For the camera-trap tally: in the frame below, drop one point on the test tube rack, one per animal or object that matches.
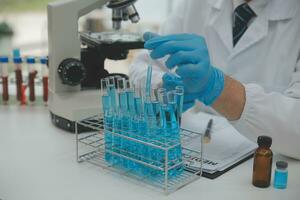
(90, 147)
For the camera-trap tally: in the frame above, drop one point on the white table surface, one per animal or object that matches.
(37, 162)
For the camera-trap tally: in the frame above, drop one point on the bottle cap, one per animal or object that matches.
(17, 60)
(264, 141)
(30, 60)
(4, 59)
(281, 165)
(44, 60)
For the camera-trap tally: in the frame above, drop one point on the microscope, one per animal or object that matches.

==

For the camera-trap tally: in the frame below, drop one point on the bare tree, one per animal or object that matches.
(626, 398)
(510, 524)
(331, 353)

• TASK DESCRIPTION
In the entries above, find the line containing "rack, one per animal or object that matches." and the line containing "microscope, one per animal or object that matches."; give again exactly those two lines and every line between them, minus the pictures.

• WORKED SOLUTION
For the camera-trap tally: in the frame below, drop one point on the test tube rack, one per animal or object that matches.
(90, 147)
For the camera-trap tally: in the frame above, drop one point on the white table surface, one per animal or object that matches.
(37, 162)
For the camera-trap tally: in the frame above, drop one point on the bottle cap, one per animal or object that matches.
(17, 60)
(264, 141)
(30, 60)
(4, 59)
(281, 165)
(44, 60)
For the camera-trap tally: in the frame above, drop one point on the microscope, one per animal or object that matches.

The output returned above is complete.